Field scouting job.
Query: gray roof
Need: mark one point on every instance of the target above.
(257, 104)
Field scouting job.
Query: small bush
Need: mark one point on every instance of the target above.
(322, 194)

* _PROBLEM REQUIREMENTS_: All entries must be repeated exactly.

* _EXPECTED ANSWER_:
Field scouting job.
Query: gray roof
Need: mark one point on every instance of the target above.
(257, 104)
Field scouting job.
Query: small bush
Need: mark one point on every instance of the target above.
(322, 194)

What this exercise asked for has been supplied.